To complete the exercise, repeat every record exactly as it stands.

• [Data]:
★ ★ ★

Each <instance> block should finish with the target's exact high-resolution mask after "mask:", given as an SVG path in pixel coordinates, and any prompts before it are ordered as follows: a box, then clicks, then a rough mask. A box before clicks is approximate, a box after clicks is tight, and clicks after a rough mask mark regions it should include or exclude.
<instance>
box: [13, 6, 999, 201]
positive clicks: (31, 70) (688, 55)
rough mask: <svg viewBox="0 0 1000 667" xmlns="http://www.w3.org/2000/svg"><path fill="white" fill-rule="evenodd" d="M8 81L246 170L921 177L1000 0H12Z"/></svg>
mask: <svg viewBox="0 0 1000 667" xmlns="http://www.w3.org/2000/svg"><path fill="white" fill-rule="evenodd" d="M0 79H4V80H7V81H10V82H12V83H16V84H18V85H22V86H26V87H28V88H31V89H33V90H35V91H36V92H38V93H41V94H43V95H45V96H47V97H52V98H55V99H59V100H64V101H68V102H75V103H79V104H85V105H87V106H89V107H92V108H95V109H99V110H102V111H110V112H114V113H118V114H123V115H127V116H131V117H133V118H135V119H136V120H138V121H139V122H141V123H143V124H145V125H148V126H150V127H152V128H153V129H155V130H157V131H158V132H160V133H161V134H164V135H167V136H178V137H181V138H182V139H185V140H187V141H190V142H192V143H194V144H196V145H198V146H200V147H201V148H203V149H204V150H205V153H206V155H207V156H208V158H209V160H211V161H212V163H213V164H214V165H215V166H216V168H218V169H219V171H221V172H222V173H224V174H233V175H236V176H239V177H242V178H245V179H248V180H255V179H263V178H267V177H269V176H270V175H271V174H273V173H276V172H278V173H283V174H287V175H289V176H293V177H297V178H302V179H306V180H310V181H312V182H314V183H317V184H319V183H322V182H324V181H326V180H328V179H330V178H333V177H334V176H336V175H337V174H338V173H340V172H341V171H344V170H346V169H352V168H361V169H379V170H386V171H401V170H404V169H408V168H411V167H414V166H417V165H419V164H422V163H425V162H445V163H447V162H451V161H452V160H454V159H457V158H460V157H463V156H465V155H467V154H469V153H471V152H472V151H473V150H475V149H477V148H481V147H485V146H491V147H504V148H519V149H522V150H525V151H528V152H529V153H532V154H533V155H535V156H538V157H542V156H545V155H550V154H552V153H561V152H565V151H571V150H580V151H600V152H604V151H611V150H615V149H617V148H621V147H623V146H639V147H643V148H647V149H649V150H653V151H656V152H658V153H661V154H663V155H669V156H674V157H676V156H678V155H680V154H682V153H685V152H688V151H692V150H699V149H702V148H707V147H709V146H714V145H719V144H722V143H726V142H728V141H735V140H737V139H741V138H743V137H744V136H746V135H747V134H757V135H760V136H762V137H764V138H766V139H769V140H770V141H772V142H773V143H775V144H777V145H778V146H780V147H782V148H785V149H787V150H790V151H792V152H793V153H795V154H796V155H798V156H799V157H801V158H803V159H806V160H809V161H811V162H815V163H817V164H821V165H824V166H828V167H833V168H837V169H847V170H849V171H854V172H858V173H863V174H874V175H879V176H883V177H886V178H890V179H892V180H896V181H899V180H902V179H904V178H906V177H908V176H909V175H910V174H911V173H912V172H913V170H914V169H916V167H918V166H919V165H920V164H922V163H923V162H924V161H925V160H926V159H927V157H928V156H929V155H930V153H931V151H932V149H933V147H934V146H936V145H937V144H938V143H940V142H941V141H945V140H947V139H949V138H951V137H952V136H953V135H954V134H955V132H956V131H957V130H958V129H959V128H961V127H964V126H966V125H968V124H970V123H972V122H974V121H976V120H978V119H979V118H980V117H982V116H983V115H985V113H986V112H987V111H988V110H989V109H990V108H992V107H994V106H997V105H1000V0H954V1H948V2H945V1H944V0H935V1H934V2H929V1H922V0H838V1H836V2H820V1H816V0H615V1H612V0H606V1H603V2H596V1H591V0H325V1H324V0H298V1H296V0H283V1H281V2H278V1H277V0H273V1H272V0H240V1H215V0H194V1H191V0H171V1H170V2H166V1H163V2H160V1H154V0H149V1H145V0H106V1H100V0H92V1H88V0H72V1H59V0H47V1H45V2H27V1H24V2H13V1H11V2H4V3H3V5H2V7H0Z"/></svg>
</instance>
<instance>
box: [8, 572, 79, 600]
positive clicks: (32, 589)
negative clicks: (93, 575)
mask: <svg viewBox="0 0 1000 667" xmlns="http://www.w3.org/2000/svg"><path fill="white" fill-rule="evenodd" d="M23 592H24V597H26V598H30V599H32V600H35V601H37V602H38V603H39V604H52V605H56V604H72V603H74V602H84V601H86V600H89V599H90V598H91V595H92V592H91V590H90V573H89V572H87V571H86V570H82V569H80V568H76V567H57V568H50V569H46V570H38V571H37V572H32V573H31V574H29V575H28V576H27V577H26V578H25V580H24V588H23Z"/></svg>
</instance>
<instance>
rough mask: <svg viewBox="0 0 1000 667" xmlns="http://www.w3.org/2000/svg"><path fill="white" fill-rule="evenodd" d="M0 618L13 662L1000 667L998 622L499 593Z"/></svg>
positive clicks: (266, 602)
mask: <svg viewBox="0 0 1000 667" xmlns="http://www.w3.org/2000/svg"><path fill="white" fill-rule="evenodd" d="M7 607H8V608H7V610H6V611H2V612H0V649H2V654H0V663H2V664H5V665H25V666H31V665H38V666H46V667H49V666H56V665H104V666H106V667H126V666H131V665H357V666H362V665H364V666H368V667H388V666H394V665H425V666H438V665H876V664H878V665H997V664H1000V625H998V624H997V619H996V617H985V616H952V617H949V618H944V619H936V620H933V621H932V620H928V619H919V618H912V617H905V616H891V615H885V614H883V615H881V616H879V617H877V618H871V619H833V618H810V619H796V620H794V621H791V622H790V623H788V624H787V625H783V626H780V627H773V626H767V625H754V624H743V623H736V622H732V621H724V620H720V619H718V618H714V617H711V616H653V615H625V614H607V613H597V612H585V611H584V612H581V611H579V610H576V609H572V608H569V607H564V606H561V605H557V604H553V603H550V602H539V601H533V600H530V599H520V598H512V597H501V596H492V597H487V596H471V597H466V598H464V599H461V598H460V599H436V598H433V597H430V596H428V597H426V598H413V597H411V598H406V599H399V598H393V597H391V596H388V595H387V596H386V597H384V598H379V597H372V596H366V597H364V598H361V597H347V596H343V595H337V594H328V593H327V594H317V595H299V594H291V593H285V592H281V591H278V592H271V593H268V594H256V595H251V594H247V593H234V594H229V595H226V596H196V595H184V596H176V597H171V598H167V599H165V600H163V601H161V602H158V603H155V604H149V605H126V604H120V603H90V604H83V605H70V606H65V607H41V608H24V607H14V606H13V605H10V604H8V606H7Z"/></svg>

★ ★ ★

• [Task output]:
Each <instance> block should finish with the target's exact high-resolution mask after "mask:", given as an SVG path in pixel coordinates, and any prompts before it are ordered as follows: a box, then clicks, then a rough mask. A box before clicks is approximate, a box after clicks is tight, and clicks after a rough mask mark regions it should include or exclude.
<instance>
box: [13, 6, 999, 201]
positive clicks: (31, 70) (688, 55)
rough mask: <svg viewBox="0 0 1000 667" xmlns="http://www.w3.org/2000/svg"><path fill="white" fill-rule="evenodd" d="M8 81L246 170L921 177L1000 0H12Z"/></svg>
mask: <svg viewBox="0 0 1000 667" xmlns="http://www.w3.org/2000/svg"><path fill="white" fill-rule="evenodd" d="M0 79H4V80H7V81H10V82H12V83H16V84H18V85H22V86H26V87H28V88H31V89H33V90H35V91H36V92H38V93H41V94H43V95H45V96H47V97H52V98H55V99H59V100H64V101H68V102H75V103H79V104H85V105H87V106H89V107H92V108H95V109H99V110H102V111H110V112H114V113H118V114H123V115H127V116H131V117H133V118H135V119H136V120H138V121H139V122H141V123H143V124H145V125H148V126H150V127H152V128H153V129H155V130H157V131H158V132H160V133H161V134H164V135H167V136H178V137H181V138H182V139H185V140H187V141H190V142H192V143H194V144H196V145H198V146H200V147H201V148H203V149H204V150H205V153H206V155H207V156H208V158H209V160H211V161H212V163H213V164H214V165H215V166H216V168H218V169H219V171H221V172H222V173H224V174H233V175H236V176H239V177H242V178H245V179H248V180H255V179H263V178H267V177H269V176H270V175H271V174H273V173H276V172H278V173H283V174H287V175H289V176H293V177H297V178H302V179H306V180H310V181H312V182H314V183H317V184H319V183H322V182H324V181H326V180H328V179H330V178H333V177H334V176H336V175H337V174H338V173H340V172H341V171H344V170H346V169H352V168H361V169H379V170H386V171H401V170H404V169H408V168H411V167H414V166H417V165H419V164H422V163H425V162H445V163H447V162H451V161H452V160H454V159H457V158H460V157H463V156H465V155H467V154H469V153H471V152H472V151H473V150H475V149H477V148H481V147H485V146H491V147H504V148H519V149H522V150H525V151H528V152H529V153H532V154H533V155H535V156H538V157H542V156H545V155H550V154H552V153H561V152H565V151H571V150H580V151H600V152H604V151H611V150H615V149H617V148H621V147H623V146H639V147H643V148H647V149H649V150H653V151H656V152H658V153H661V154H663V155H669V156H674V157H676V156H678V155H680V154H682V153H685V152H688V151H692V150H699V149H702V148H707V147H709V146H714V145H719V144H722V143H726V142H728V141H735V140H737V139H741V138H743V137H744V136H746V135H747V134H757V135H760V136H762V137H764V138H766V139H769V140H770V141H772V142H773V143H775V144H777V145H778V146H780V147H782V148H785V149H787V150H790V151H792V152H793V153H795V154H796V155H798V156H799V157H801V158H803V159H806V160H809V161H811V162H815V163H817V164H821V165H824V166H828V167H833V168H837V169H847V170H849V171H854V172H858V173H863V174H874V175H879V176H883V177H886V178H890V179H892V180H896V181H899V180H902V179H904V178H906V177H908V176H909V175H910V174H911V173H912V172H913V170H914V169H916V167H918V166H919V165H920V164H922V163H923V162H924V161H925V160H926V159H927V157H928V156H929V155H930V153H931V151H932V149H933V147H934V146H936V145H937V144H938V143H940V142H941V141H945V140H947V139H949V138H951V137H952V136H953V135H954V134H955V132H956V131H957V130H958V129H959V128H961V127H964V126H966V125H968V124H970V123H972V122H974V121H976V120H978V119H979V118H980V117H982V116H983V115H985V113H986V112H987V111H988V110H989V109H990V108H992V107H994V106H997V105H1000V0H954V1H948V2H945V1H944V0H935V1H934V2H929V1H922V0H838V1H836V2H820V1H816V0H615V1H612V0H606V1H603V2H596V1H591V0H325V1H324V0H298V1H296V0H283V1H281V2H278V1H277V0H273V1H272V0H240V1H215V0H194V1H191V0H171V1H170V2H166V1H163V2H160V1H154V0H149V1H145V0H106V1H100V0H92V1H88V0H72V1H59V0H47V1H45V2H27V1H24V2H13V1H11V2H4V3H3V5H2V7H0Z"/></svg>
</instance>
<instance>
box: [8, 572, 79, 600]
positive clicks: (32, 589)
negative clicks: (93, 575)
mask: <svg viewBox="0 0 1000 667" xmlns="http://www.w3.org/2000/svg"><path fill="white" fill-rule="evenodd" d="M23 592H24V597H26V598H30V599H32V600H35V601H37V602H38V603H39V604H52V605H56V604H72V603H74V602H84V601H86V600H89V599H90V598H91V595H92V592H91V590H90V573H89V572H87V571H86V570H82V569H80V568H76V567H57V568H50V569H46V570H38V571H37V572H32V573H31V574H29V575H28V576H27V577H26V578H25V580H24V588H23Z"/></svg>
</instance>
<instance>
rough mask: <svg viewBox="0 0 1000 667" xmlns="http://www.w3.org/2000/svg"><path fill="white" fill-rule="evenodd" d="M0 618L13 662L1000 667L998 622L499 593Z"/></svg>
positive clicks: (266, 602)
mask: <svg viewBox="0 0 1000 667" xmlns="http://www.w3.org/2000/svg"><path fill="white" fill-rule="evenodd" d="M7 607H8V608H7V610H6V611H2V612H0V649H2V654H0V663H2V664H5V665H25V666H31V665H38V666H46V667H49V666H56V665H104V666H106V667H126V666H131V665H357V666H362V665H364V666H368V667H388V666H394V665H425V666H438V665H876V664H878V665H997V664H1000V625H998V624H997V619H996V617H985V616H952V617H949V618H944V619H936V620H933V621H932V620H928V619H919V618H912V617H905V616H891V615H885V614H883V615H881V616H879V617H877V618H871V619H833V618H810V619H796V620H794V621H791V622H790V623H788V624H787V625H783V626H780V627H773V626H767V625H754V624H743V623H736V622H732V621H724V620H720V619H718V618H714V617H711V616H653V615H625V614H607V613H597V612H585V611H584V612H581V611H579V610H576V609H572V608H569V607H564V606H561V605H557V604H553V603H550V602H539V601H533V600H530V599H520V598H512V597H501V596H492V597H487V596H471V597H466V598H464V599H461V598H460V599H436V598H433V597H430V596H428V597H426V598H413V597H411V598H406V599H399V598H393V597H391V596H388V595H387V596H386V597H384V598H379V597H372V596H366V597H364V598H361V597H347V596H343V595H337V594H328V593H327V594H317V595H299V594H291V593H285V592H281V591H278V592H271V593H268V594H256V595H251V594H247V593H234V594H229V595H226V596H196V595H184V596H176V597H171V598H167V599H165V600H163V601H161V602H158V603H155V604H149V605H126V604H120V603H90V604H83V605H70V606H65V607H41V608H24V607H14V606H13V605H10V604H8V606H7Z"/></svg>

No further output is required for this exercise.